* 提示テキスト:
'''

電動バイクがぶっちぎり……か!? ついにホンダが実戦で示した「CR ELECTRIC PROTO」の可能性
バイクのニュース / 2023年10月31日 10時50分
ホンダは電動バイク「CRエレクトリックプロト」で全日本モトクロス選手権にスポット参戦しました。その実力、そして目的とは?
■開発中のEVマシンを実戦投入
東京ビッグサイトでは「ジャパンモビリティショー2023」(一般公開:2023年10月28日~11月5日)が開催され、数多くのEV車両やモビリティ、EVに関わる技術の展示がされている一方、10月28日(土)、29日(日)には埼玉県川越市にあるオフロードビレッジで、MFJ公認「D.I.D.全日本モトクロス選手権シリーズ2023 第8戦埼玉トヨペットCUP」が行なわれました。そこに、ホンダが開発した「CR ERECTLIC PROTO(シーアール・エレクトリック・プロト)」と名付けられた電動モトクロスバイクが参戦しました。単なるデモンストレーション的な走行ではなく、国内の頂点となるIA1クラスに「Team HRC」からのエントリーです。
実践デビューを果たしたホンダの電動モトクロッサー「CR ELECTRIC PRORO」
EVなのに、エンジン車のレースに参戦できるの? その目的は? ……レース参戦が公表されたときから気になる人も多かったのではないでしょうか。ただしホンダは、このEVバイクに関してあまり多くの情報を公開していません。
全日本モトクロス選手権は、この世に1台しかないファクトリーマシンの出場が許されています。全日本モトクロス選手権が始まった時からバイクメーカーがモトクロスバイクを開発し、研鑽するための実践の場でした。
「CRエレクトリックプロト」も、完成された市販EVモトクロッサーを公開する段階ではなく、開発中のEVマシンをエンジン車のレース現場に実践投入し、そこでしか得られない情報や経験を獲得し、完成度を高めていくための参戦でした。
世界的に見てもEV車とエンジン車が混走するレースは稀です。ましてや国内4メーカーが作ったEV車とエンジン車が、モトクロスで本気の勝負するのは世界で初めてなのです。
個人的(筆者:柴田直行)には、ホンダらしいチャレンジングスピリットあふれる素晴らしいプロジェクトだと思いますし、マシンの性能と活躍に注目していました。またEV車の参戦を承諾したMFJの姿勢には、自分も含め、ファンはエールを送っていると思います。

'''

[名前付き対象の指示記録]
'''

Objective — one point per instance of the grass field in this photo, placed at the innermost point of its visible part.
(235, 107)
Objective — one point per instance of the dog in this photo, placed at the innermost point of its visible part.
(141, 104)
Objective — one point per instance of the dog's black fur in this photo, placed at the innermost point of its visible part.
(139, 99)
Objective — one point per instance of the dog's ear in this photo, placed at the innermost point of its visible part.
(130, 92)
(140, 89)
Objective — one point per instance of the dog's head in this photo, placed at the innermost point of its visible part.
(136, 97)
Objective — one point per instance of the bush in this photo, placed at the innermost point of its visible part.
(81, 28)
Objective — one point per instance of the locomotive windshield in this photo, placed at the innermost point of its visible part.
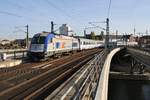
(38, 40)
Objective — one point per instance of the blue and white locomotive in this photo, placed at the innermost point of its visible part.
(46, 44)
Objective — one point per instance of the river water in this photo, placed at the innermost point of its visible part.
(128, 90)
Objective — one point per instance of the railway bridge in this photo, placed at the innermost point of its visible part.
(89, 82)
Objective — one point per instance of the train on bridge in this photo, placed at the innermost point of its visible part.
(47, 44)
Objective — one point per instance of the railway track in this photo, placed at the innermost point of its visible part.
(48, 79)
(33, 68)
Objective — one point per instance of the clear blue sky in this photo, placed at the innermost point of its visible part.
(124, 15)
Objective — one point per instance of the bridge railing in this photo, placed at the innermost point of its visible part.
(102, 89)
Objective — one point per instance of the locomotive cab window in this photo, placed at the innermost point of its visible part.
(38, 40)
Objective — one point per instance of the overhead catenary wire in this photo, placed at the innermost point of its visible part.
(10, 14)
(58, 9)
(109, 9)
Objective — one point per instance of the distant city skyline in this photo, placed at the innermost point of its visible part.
(124, 15)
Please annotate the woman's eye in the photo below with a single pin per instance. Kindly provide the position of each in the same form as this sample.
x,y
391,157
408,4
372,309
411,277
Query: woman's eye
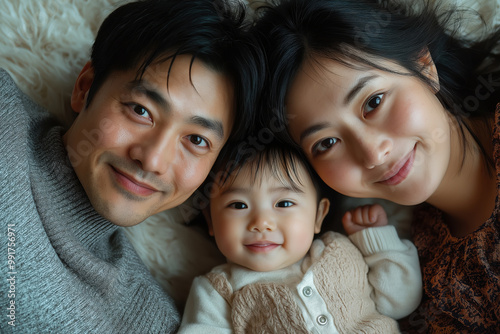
x,y
284,204
140,110
198,141
238,205
373,103
324,145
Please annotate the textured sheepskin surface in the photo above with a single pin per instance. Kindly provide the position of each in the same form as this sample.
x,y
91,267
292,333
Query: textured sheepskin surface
x,y
45,43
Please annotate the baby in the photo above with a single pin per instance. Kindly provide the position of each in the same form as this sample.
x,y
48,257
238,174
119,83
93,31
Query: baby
x,y
280,279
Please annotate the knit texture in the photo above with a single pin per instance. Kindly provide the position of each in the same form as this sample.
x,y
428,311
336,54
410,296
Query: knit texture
x,y
340,274
74,271
261,308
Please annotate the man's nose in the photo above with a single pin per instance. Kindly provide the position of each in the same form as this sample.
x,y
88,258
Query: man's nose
x,y
155,152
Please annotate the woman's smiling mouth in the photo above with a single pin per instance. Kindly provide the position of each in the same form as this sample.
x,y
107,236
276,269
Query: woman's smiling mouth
x,y
400,171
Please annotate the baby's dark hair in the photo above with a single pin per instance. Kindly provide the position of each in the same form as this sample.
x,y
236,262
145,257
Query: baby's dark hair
x,y
281,160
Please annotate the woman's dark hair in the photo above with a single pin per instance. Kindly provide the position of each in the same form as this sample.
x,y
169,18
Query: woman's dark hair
x,y
215,32
353,31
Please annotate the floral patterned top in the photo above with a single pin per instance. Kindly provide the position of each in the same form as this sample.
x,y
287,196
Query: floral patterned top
x,y
461,275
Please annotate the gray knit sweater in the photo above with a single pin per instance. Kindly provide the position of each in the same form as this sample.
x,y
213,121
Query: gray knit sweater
x,y
63,268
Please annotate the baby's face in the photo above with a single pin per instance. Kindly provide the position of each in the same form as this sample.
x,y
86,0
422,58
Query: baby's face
x,y
263,223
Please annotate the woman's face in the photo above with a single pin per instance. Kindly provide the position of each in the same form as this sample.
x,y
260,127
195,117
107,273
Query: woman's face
x,y
371,133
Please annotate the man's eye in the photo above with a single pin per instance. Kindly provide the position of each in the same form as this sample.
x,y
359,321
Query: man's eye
x,y
373,103
140,110
324,145
198,141
284,204
238,205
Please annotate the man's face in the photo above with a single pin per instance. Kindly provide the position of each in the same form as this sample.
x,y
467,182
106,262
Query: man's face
x,y
141,147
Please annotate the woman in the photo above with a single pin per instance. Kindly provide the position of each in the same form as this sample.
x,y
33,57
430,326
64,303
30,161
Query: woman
x,y
386,103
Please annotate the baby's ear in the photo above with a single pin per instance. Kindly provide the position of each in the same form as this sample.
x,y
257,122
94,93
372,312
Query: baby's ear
x,y
429,70
323,208
208,219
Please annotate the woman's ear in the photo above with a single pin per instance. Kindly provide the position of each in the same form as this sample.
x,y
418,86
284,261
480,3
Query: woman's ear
x,y
429,70
323,208
81,88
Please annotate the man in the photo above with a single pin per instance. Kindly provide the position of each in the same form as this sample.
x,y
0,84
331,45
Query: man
x,y
168,83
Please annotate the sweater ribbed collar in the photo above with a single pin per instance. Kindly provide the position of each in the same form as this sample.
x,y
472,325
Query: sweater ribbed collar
x,y
67,214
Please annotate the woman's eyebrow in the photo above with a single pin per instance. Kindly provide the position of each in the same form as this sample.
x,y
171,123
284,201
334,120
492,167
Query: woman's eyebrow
x,y
358,86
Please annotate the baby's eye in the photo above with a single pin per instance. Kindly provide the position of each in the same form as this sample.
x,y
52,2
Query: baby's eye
x,y
198,141
373,103
324,145
284,204
238,205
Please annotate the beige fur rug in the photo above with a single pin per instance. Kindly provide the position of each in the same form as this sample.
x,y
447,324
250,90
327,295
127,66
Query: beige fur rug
x,y
45,43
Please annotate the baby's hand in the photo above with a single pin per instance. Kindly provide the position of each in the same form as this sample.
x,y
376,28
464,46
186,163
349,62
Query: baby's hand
x,y
364,216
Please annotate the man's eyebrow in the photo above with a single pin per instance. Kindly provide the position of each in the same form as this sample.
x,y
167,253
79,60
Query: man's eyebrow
x,y
142,87
311,130
357,88
209,124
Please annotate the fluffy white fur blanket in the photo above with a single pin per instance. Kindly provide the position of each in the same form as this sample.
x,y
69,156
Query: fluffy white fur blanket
x,y
45,43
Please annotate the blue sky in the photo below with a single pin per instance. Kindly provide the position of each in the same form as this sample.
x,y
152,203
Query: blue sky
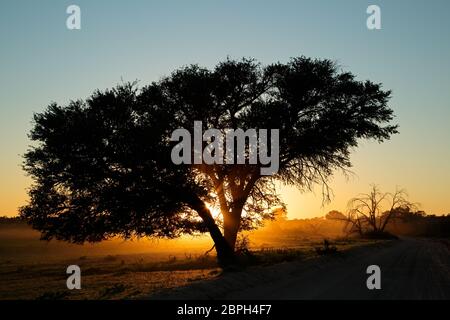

'''

* 実施事項:
1/ 電動モトクロスバイクの記事をもとに、次の問いに答えてください。
(a) 第8戦が行なわれた会場は、どこにある何という場所ですか。
(b) この電動バイクは、どのクラスにどのチームからエントリーしましたか。
(c) ジャパンモビリティショー2023の一般公開期間はいつからいつまでですか。
2/ 次の各文が電動モトクロスバイクの記事の内容と合っているかを「はい」か「いいえ」で答え、判断の根拠となる記事中の言葉をそのまま引用してください。
(a) ホンダはこの電動バイクについて多くの情報を公開している。
(b) 全日本モトクロス選手権では、ファクトリーマシンの出場が許されている。
(c) 今回の参戦は、完成された市販EVモトクロッサーを公開するためのものだった。
3/ 電動モトクロスバイクの記事を、最後の文の次から書き進めてください。

* 出力結果:
1/
(a) 埼玉県川越市にあるオフロードビレッジです。
(b) IA1クラスに「Team HRC」からエントリーしました。
(c) 2023年10月28日から11月5日までです。

2/
(a) いいえ。「ただしホンダは、このEVバイクに関してあまり多くの情報を公開していません。」
(b) はい。「全日本モトクロス選手権は、この世に1台しかないファクトリーマシンの出場が許されています。」
(c) いいえ。「完成された市販EVモトクロッサーを公開する段階ではなく」

3/
ホンダ「CR ELECTRIC PRORO」を走らせるのはトレイ・カナード(Trey Canard)選手
MFJ全日本モトクロス選手権のIA1クラスは、排気量450ccクラスの4ストロークエンジン車を中心とする、国内モトクロスの最上級クラスです。ヤマハのファクトリーチームを始め、国内トップチームが参加しています。各メーカーの翌年の市販プロトタイプや、何年も先行した開発用マシンも走っていました。全日本モトクロス選手権は、参加マシンに関しては世界で最も先を走るモトクロスイベントと言っても過言ではありません。「CRエレクトリックプロト」が参戦するにはふさわしい舞台です。
マシンに乗るのは、アメリカ人のトレイ・カナード(Trey Canard)選手(#41)です。元AMAチャンピオンのカナード選手はすでにプロレースからは引退していますが、現在はUSホンダの開発テストライダーをしています。
カナード選手の前に立ちはだかったのは、ヤマハ「YZ450F」に乗るジェイ・ウィルソン(Jay Wilson)選手(#27)でした。両者の実力的には拮抗していると思われ、「CRエレクトリックプロト」の性能によっては、「電気モーター対ガソリンエンジンの速さの決着をつける」……そんな歴史的1日になるかもしれません。
ウィルソン選手は(別格の速さで)2023年のIA1クラスタイトルを獲得したばかりで気合十分です。余計なプレッシャーもなく、迎え打つには万全の態勢です。一方、カナード選手は事前に「CRエレクトリックプロト」で15日以上をテストに費やし、世界で最も「CRエレクトリックプロト」を速く走らせる事ができるライダーです。
レース会場に姿を現した「CRエレクトリックプロト」は、事前に発表された通り、白いボディのマシンでした(ジャパンモビリティーショー会場にも展示されています)。
ホンダ「CR ELECTRIC PRORO」のモーター部分
モーター部分は、以前デモンストレーションを行なった車両と酷似しています。モーターとインバーターが一体になっており、車体左側には水冷用のラジエターにつながるホースが見えます。
バッテリーを格納しているカーボンケースは実践に合わせて、デモ車よりも裾上げしたような状態でした。またガソリン車での燃料タンク部分やシート下までカーボンのケースが伸びており、バッテリー容量が増えていると思われます。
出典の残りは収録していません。